:: Extract to read

The university also built a central laboratory in 2016 to advance multi discipline research, especially in Herbal Science. The building is located in Jatinangor campus.

Faculties and Programs

Faculty of Medicine

Tutorial buildings

The faculty has five main buildings at the Jatinangor campus:
 A1: Administration.
 A2: Tutorial rooms, staff rooms, laboratories for physiology, pharmacology, biochemistry.
 A3: Interactive tutorial rooms (capacity of 300 persons), digital information system library and one computer laboratory.
 A4: Staff rooms and laboratories of anatomy, parasitology, microbiology, biology cell and 30 computerized tutorial rooms connected with intra internet, library and supporting facilities for discussion.
 A5: For general lectures, 30 clinical skill laboratories, 30 tutorial rooms, one computer laboratory for computer access and application of computerized statistics which is free to access by students and staffs

Library
The faculty has the main library at Jatinangor campus and libraries at each department of the faculty as well as the library at Hasan Sadikin Hospital.

::::

§ **Tasks to carry out**:
**1)** Answer these questions using the text on the university's Jatinangor campus:
(a) In what year did the university build its central laboratory?
(b) Which building holds the interactive tutorial rooms with a capacity of 300 persons?
(c) Apart from the main library and the department libraries, where is the faculty's other library located?
**2)** Resume the text on the university's Jatinangor campus, picking up after its final sentence.
The entries that follow have no connection to the text on the university's Jatinangor campus.

:: Dataset excerpts

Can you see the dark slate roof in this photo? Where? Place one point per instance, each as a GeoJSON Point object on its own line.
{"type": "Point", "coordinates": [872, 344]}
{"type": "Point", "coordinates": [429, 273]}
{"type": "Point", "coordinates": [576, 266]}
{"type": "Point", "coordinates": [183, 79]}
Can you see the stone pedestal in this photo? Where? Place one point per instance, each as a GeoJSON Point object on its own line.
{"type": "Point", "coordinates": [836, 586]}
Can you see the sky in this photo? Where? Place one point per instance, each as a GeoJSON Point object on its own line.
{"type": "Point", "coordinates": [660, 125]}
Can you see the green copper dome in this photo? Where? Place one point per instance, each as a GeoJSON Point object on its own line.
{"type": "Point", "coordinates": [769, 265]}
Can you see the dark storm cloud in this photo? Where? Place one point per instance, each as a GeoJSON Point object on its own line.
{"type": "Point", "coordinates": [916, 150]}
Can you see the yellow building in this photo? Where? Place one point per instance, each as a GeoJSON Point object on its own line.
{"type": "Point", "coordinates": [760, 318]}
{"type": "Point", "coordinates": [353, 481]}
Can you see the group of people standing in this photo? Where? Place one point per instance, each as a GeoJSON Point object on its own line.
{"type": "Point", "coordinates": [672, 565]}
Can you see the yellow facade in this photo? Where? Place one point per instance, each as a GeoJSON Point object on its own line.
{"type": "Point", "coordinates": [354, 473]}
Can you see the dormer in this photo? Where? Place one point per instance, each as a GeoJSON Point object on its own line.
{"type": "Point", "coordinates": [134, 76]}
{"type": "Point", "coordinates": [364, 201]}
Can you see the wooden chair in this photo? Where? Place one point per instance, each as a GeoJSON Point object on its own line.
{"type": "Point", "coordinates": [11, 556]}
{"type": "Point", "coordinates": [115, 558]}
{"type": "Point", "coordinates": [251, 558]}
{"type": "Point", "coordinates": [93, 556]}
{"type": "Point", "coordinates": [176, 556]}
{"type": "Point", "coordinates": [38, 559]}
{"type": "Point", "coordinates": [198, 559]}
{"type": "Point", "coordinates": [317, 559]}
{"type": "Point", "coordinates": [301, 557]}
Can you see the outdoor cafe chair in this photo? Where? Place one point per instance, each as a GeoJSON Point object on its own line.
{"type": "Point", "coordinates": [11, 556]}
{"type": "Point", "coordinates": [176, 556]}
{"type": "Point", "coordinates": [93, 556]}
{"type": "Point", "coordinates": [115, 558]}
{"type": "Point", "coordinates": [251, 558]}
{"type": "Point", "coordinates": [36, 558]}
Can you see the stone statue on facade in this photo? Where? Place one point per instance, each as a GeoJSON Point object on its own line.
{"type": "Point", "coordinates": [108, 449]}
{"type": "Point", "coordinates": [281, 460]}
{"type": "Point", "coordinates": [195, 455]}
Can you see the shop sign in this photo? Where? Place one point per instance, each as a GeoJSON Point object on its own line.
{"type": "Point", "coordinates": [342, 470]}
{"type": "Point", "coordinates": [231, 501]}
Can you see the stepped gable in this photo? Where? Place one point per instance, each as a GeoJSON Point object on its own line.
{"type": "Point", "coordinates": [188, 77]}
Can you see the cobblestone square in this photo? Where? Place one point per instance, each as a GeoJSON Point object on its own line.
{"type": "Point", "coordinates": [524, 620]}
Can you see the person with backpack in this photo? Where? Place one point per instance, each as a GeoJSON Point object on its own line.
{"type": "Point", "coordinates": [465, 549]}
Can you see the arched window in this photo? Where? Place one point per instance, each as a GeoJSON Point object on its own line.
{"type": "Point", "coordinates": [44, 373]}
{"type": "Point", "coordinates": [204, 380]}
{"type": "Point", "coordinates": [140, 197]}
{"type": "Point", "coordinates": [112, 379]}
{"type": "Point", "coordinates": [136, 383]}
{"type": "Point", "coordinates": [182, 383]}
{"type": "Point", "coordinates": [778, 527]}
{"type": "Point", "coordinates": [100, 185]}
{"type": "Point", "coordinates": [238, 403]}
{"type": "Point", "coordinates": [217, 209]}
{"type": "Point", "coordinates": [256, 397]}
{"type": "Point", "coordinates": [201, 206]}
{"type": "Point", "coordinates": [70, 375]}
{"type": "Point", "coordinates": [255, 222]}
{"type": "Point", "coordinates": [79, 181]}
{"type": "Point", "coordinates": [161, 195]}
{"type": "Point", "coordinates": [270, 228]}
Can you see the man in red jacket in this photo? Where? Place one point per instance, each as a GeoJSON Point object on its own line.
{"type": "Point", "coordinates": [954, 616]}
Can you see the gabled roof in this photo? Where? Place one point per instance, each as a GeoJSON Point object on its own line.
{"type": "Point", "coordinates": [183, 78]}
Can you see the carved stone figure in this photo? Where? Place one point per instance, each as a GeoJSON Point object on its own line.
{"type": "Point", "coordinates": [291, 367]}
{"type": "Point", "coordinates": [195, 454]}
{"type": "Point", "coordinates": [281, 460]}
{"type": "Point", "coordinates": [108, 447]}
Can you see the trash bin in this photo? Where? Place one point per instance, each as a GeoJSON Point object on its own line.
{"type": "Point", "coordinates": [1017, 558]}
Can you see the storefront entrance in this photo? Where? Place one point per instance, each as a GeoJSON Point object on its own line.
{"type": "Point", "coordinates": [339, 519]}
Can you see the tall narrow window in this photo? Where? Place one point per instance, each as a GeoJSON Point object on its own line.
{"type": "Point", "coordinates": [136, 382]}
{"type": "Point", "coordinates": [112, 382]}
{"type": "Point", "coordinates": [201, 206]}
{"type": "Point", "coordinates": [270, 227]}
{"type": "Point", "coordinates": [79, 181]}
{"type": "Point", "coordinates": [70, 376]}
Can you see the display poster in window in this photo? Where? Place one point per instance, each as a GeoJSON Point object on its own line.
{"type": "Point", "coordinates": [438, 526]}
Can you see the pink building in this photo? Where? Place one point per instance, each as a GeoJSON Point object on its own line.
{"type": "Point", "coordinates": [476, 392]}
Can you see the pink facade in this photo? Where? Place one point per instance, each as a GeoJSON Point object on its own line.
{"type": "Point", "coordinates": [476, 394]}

::::

§ **Answers in order**:
**1)**
(a) 2016
(b) A3
(c) At Hasan Sadikin Hospital

**2)**
The main library in A3 has 31000 holdings (textbooks, national and international journals, newsletter, magazine, dissertation/thesis/final papers). Besides those, the library has electronics journals which provides 300 titles.

The library has air-conditioned rooms, reading rooms (100 users capacity), computer facilities connected to the internet to access electronic journal (e-library).

Laboratory
The faculty has four laboratories:
 Clinical skill laboratory
 Biomedical laboratory
 Computer laboratory
 Learning evaluation laboratory

Faculty of Mathematics and Natural Sciences
The faculty has several study programs, including doctorate degree, master's degree and bachelor's degree. Most of its buildings are located in Jatinangor campus. The faculty has 21 laboratories, used to facilitate both academic and research activities, and a library. Each year, students of this faculty have significant participation in National Mathematics and Natural Sciences Olympics and Program Kreativitas Mahasiswa, organized by Ministry of Research, Technology and Higher Education.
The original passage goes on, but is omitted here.